---- Quoted passage
Conventional soil additives can help stabilize local soils but their costs are inceasing also




Liquid enzyme stabilizers work well and are more cost effective than conventional soil additives


Soil stabilization technology has been repeatedly proven effective in comprehensive studies


This new technology is successfully in use in more than 30 countries worldwide



 

For road engineers and contractors in both the public and private sectors, finding a way to balance road performance, limited budgets and tightening environmental regulations is an increasing challenge. Treatments that improve the long-term performance of conventional pavements are becoming less and less cost-effective. Road budgets - especially for maintenance, seem to shrink annually relative to the task at hand. Environmental regulations mandating dust control and sediment control for road shoulders and unpaved surfaces continue to tighten. Moreover, common amendments such as gravel and well-graded soil for upgrading road structures are becoming less available and increasingly expensive.
--------
---- Dataset records
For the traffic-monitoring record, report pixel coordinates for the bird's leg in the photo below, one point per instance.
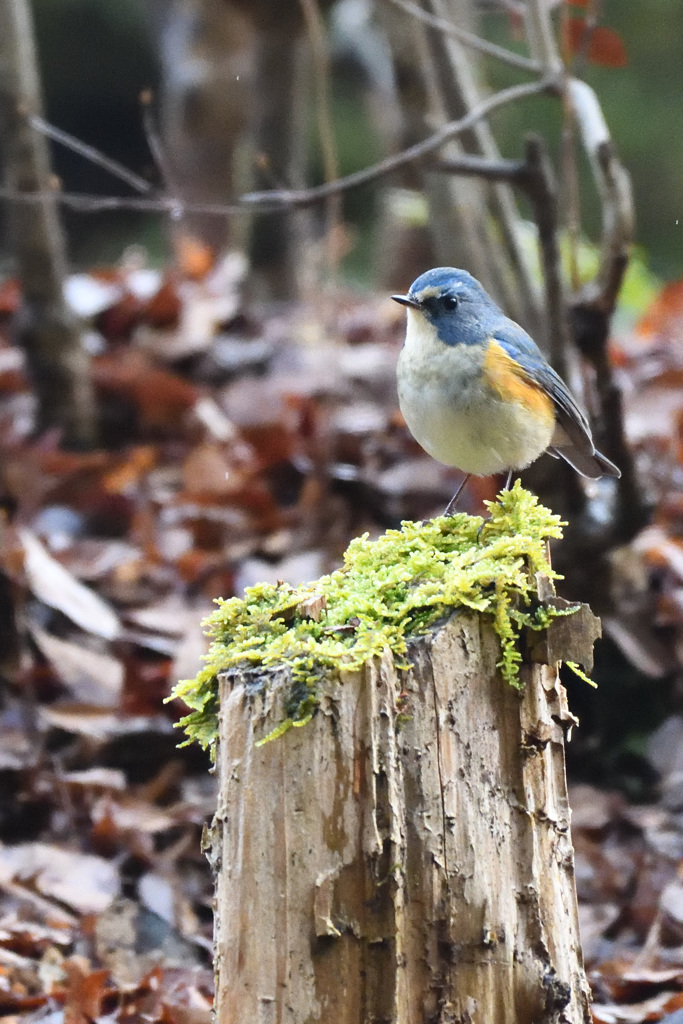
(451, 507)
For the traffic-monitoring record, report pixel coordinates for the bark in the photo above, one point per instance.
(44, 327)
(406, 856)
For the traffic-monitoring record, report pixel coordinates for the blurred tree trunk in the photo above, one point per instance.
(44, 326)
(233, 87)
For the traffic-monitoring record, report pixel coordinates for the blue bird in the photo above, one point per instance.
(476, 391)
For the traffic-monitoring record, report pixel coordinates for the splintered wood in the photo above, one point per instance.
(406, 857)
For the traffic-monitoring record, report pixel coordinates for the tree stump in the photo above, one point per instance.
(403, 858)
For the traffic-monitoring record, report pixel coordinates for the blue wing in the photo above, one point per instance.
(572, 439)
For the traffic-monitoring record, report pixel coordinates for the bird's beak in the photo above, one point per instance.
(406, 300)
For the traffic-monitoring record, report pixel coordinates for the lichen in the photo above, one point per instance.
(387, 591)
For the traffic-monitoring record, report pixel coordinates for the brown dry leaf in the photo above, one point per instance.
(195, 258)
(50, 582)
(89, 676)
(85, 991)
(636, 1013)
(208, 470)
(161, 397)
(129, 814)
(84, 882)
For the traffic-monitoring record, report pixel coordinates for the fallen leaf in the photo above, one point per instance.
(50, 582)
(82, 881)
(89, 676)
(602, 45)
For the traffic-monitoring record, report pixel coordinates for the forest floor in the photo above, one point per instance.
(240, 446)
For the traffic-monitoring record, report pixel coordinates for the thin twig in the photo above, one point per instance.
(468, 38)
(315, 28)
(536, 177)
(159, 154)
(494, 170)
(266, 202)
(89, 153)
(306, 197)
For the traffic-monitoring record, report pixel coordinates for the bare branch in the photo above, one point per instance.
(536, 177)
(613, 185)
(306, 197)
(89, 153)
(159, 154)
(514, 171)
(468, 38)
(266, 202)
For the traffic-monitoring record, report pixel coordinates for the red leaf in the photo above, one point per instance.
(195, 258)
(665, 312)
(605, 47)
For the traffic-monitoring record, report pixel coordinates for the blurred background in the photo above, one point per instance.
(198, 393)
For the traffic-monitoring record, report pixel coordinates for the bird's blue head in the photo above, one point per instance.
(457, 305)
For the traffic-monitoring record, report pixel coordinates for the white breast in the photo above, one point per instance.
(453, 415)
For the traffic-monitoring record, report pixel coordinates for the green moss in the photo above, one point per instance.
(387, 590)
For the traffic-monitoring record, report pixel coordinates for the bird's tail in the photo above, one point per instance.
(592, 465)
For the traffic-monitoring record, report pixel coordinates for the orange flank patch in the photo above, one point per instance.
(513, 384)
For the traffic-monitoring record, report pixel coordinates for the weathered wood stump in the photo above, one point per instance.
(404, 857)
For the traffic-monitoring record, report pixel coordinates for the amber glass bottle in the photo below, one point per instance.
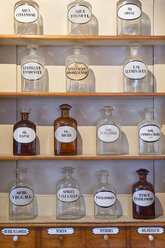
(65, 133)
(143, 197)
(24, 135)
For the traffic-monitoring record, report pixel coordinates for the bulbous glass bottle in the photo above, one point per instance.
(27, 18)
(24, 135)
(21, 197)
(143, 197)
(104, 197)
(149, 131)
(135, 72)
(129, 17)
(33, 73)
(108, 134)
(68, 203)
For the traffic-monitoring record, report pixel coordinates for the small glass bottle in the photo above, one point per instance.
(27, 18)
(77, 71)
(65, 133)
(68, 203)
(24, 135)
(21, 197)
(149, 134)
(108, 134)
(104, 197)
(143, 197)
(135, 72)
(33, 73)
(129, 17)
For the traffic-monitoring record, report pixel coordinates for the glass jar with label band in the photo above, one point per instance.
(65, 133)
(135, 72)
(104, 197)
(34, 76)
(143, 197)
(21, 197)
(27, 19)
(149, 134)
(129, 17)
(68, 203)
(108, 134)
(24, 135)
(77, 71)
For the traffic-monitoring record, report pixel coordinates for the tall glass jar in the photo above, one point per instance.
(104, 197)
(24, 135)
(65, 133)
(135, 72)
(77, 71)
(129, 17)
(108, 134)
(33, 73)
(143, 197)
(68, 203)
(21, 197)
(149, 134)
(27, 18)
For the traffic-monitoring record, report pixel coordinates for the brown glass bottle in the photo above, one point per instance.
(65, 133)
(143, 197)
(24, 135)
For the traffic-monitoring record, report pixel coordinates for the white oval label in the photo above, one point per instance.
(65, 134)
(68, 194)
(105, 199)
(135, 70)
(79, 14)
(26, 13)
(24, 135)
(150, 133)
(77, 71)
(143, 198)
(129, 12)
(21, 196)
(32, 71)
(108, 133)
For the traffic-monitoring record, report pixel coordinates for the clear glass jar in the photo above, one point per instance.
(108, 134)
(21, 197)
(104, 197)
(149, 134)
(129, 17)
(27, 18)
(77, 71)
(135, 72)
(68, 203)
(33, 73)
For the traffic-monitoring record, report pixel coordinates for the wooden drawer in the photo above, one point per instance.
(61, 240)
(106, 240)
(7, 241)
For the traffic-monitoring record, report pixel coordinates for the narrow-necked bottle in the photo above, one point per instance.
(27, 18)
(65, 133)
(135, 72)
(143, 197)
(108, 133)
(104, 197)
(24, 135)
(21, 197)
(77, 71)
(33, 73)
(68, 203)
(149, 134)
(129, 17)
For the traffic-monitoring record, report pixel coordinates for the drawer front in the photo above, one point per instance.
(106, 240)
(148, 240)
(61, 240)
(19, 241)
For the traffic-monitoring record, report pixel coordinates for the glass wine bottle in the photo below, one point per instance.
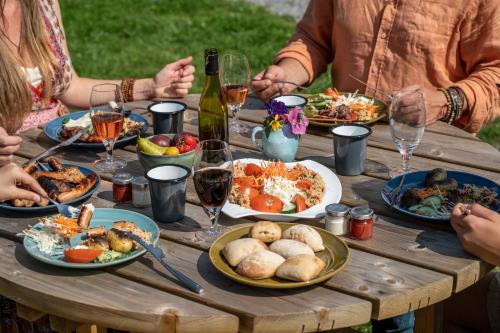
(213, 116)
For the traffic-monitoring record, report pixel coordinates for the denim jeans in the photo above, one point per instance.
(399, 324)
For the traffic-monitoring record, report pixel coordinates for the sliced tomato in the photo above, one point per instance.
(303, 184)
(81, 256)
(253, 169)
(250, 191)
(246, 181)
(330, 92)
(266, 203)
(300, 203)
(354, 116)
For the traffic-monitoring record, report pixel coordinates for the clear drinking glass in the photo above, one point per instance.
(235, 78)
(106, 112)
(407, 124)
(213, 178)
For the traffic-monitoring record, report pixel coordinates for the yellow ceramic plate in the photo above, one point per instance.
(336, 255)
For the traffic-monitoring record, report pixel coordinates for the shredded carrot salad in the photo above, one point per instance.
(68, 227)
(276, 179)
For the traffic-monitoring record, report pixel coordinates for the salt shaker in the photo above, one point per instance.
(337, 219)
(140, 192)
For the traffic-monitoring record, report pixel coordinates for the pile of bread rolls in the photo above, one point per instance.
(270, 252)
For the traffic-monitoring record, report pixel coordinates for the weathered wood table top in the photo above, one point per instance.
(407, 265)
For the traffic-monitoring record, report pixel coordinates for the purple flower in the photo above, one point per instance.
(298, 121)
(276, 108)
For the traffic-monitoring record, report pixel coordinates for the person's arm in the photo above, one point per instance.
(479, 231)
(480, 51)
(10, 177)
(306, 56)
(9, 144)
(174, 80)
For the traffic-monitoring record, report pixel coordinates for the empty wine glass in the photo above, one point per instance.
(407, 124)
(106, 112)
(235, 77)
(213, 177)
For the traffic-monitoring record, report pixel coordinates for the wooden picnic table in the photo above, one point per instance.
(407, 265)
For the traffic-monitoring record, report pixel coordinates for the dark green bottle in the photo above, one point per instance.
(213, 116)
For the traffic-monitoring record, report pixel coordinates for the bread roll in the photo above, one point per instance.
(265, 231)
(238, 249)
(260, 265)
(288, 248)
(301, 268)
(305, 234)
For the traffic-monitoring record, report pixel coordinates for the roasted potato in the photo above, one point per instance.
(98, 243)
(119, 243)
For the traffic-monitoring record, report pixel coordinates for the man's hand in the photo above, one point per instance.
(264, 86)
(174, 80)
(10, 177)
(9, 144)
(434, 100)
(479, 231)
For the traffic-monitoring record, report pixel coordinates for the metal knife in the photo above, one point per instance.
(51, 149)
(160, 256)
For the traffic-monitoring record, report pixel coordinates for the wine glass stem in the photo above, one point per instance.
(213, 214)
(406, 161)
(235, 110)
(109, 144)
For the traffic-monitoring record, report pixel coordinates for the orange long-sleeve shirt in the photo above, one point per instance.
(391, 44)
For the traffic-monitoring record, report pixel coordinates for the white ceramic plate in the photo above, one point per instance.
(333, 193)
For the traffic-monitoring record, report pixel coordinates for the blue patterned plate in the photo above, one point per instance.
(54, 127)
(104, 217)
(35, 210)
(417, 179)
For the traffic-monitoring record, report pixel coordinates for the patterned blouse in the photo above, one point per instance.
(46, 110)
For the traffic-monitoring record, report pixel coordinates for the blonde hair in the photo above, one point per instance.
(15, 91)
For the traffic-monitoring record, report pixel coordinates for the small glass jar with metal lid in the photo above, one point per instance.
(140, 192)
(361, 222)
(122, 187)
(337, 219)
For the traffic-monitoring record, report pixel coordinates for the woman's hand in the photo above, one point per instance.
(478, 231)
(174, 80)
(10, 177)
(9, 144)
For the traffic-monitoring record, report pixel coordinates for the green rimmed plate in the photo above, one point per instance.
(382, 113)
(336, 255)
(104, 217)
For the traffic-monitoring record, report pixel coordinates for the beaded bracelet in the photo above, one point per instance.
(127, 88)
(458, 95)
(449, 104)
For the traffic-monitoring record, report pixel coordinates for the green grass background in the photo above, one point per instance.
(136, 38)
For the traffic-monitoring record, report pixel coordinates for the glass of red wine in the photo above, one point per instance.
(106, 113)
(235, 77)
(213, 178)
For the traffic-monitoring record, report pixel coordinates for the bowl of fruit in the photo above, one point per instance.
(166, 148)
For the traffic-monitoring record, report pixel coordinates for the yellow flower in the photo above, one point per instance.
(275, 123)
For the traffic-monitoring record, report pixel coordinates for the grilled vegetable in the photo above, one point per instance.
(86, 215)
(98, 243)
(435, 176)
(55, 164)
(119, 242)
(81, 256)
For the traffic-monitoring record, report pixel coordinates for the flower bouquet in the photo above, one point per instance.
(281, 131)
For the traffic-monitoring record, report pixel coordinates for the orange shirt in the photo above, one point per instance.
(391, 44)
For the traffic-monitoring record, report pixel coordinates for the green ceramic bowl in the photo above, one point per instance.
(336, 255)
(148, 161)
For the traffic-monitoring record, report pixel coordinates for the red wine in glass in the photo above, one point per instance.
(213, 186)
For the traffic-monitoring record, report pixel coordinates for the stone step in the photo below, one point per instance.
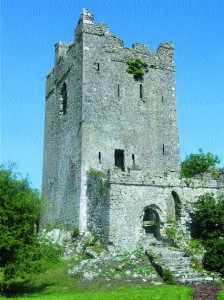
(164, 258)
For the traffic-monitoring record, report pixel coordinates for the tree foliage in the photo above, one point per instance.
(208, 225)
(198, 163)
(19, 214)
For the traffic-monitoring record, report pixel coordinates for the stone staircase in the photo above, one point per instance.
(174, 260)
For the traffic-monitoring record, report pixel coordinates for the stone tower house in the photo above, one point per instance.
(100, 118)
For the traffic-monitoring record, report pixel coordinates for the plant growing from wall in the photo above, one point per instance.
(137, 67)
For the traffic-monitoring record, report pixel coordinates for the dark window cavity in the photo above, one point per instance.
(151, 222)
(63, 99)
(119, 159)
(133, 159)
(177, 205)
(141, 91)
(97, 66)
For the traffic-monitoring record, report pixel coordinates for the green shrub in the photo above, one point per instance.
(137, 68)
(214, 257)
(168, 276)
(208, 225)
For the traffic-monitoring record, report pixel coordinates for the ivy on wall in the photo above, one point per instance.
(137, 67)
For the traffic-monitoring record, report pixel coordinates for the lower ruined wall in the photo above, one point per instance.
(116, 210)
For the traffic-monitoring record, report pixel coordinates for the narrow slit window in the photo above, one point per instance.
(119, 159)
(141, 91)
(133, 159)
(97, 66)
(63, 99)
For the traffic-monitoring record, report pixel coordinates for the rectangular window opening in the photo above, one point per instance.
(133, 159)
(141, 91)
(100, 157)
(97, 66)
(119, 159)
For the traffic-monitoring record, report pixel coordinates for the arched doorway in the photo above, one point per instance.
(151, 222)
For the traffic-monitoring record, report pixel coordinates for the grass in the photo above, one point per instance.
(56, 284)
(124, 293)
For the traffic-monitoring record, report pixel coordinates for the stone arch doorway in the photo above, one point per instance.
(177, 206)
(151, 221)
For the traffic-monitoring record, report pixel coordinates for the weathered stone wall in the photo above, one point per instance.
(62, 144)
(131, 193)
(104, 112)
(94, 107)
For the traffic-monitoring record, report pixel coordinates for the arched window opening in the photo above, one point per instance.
--------
Write out the part of the soil stabilization text that opens with the words containing "This new technology" and closes with "and increasingly expensive.", copying it word for word. The items are separate material and do not belong to the soil stabilization text.

This new technology is successfully in use in more than 30 countries worldwide



 

For road engineers and contractors in both the public and private sectors, finding a way to balance road performance, limited budgets and tightening environmental regulations is an increasing challenge. Treatments that improve the long-term performance of conventional pavements are becoming less and less cost-effective. Road budgets - especially for maintenance, seem to shrink annually relative to the task at hand. Environmental regulations mandating dust control and sediment control for road shoulders and unpaved surfaces continue to tighten. Moreover, common amendments such as gravel and well-graded soil for upgrading road structures are becoming less available and increasingly expensive.